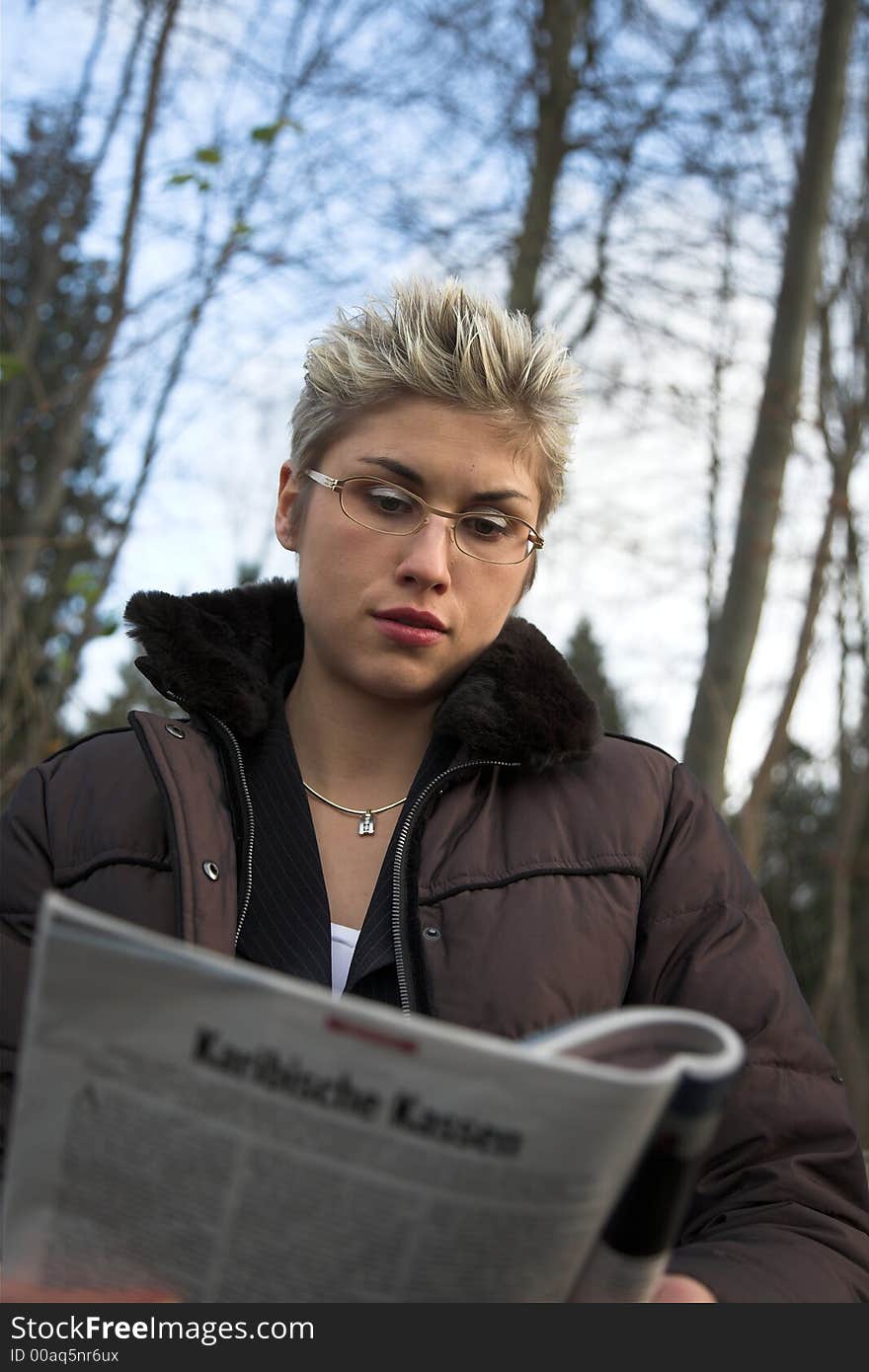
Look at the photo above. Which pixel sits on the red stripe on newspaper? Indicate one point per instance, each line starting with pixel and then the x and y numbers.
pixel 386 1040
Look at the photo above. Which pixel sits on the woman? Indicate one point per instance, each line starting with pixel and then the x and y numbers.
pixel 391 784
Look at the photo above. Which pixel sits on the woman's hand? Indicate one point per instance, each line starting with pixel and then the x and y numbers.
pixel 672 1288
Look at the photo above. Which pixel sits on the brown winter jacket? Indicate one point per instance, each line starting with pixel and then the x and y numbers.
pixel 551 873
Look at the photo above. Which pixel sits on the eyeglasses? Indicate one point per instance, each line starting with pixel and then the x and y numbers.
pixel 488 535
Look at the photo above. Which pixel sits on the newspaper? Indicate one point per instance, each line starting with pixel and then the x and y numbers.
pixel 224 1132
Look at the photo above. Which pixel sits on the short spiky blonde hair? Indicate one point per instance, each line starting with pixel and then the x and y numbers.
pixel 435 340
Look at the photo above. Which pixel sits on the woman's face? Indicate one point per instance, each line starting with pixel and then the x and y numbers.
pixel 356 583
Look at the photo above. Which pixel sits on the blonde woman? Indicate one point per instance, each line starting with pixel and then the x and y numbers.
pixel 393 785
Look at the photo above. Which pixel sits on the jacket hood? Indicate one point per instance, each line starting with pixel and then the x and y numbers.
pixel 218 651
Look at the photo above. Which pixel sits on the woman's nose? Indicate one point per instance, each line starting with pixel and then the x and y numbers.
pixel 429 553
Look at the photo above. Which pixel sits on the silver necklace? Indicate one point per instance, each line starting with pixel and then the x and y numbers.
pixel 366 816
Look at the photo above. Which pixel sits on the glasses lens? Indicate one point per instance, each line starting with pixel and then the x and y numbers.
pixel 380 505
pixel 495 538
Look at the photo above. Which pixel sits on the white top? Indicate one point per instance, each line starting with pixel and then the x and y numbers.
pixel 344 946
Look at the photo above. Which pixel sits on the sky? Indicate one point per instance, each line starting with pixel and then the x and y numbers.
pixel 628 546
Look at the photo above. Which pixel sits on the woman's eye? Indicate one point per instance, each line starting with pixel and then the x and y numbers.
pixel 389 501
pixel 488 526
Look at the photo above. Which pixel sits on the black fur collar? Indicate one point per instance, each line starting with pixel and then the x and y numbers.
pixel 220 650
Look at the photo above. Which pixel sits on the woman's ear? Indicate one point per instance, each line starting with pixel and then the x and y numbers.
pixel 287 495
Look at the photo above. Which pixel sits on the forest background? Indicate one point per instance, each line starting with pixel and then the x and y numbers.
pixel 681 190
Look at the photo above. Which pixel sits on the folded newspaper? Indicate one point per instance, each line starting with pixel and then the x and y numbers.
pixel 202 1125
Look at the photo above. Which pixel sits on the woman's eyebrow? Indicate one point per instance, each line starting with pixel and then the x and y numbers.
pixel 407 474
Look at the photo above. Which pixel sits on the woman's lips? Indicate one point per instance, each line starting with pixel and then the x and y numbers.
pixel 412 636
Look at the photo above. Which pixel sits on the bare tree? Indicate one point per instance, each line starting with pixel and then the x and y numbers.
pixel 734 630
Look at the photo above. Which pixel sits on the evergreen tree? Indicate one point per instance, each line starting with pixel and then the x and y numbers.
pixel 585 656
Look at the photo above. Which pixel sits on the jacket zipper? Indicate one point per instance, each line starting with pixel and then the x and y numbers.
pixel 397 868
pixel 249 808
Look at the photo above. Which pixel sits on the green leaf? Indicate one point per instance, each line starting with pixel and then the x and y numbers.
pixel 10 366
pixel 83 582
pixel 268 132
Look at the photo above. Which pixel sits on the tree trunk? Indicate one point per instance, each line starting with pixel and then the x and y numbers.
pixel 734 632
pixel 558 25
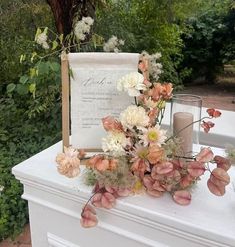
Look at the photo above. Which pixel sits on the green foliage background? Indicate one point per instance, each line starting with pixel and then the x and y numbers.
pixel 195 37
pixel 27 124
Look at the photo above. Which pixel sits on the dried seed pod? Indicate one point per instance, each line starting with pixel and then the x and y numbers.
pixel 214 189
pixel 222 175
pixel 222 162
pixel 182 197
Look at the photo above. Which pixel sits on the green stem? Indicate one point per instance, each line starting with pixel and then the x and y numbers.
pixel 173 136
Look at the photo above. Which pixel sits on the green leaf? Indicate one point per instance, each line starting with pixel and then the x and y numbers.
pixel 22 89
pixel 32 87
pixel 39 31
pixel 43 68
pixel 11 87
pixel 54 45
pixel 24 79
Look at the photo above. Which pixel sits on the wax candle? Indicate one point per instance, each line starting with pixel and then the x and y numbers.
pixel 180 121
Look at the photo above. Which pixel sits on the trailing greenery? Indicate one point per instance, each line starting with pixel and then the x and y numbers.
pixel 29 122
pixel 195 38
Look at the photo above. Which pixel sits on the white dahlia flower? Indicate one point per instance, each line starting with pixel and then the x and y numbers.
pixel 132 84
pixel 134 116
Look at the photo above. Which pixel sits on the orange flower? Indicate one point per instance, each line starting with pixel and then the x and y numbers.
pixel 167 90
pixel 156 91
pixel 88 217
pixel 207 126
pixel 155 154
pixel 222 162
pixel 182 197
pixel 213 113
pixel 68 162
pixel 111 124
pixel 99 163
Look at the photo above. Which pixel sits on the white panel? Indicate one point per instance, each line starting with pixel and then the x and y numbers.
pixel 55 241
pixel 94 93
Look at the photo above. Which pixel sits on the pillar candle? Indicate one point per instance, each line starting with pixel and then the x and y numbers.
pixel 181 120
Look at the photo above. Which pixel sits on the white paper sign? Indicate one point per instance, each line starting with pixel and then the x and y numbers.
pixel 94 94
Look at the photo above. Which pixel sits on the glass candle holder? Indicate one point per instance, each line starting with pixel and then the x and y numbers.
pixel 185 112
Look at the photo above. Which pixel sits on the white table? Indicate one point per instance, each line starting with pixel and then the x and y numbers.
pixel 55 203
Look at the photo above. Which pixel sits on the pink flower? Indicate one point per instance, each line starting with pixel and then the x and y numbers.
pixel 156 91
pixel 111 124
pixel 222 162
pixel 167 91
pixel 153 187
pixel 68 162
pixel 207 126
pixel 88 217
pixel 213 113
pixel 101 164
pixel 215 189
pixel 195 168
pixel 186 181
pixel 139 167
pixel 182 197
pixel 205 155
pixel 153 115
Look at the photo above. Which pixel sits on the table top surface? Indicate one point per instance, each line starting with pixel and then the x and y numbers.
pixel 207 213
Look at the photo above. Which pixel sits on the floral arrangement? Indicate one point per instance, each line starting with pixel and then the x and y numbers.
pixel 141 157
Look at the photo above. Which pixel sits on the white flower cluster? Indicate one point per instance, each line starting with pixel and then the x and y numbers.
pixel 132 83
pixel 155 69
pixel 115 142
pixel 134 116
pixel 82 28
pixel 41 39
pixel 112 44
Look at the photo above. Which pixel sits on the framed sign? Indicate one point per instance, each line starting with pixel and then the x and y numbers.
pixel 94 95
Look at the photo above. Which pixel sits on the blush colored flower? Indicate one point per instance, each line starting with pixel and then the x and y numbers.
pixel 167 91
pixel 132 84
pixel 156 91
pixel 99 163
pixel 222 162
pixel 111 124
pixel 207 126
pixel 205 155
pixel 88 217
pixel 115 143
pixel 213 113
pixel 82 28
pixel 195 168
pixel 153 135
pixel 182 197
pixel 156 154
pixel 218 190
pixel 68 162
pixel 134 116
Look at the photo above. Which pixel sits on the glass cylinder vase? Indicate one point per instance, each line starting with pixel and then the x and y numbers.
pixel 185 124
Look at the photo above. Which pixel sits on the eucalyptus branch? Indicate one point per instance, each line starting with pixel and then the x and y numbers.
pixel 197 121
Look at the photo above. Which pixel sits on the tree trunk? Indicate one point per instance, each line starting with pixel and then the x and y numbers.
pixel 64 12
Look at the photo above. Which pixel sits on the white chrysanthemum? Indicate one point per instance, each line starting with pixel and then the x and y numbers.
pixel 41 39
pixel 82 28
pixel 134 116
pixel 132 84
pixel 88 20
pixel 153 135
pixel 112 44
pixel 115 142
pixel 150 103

About this exercise – The required output is every line of the entries, starting at the one that contains "the white chrysanthemum?" and ending at the last, copied exactly.

Task answer –
Look at the photo above. Which pixel sits on the white chrysanthemum? Indicate one point per instance, each line starting with pixel and then the x and y numbers.
pixel 41 39
pixel 82 28
pixel 134 116
pixel 132 84
pixel 88 20
pixel 153 135
pixel 112 44
pixel 115 142
pixel 150 103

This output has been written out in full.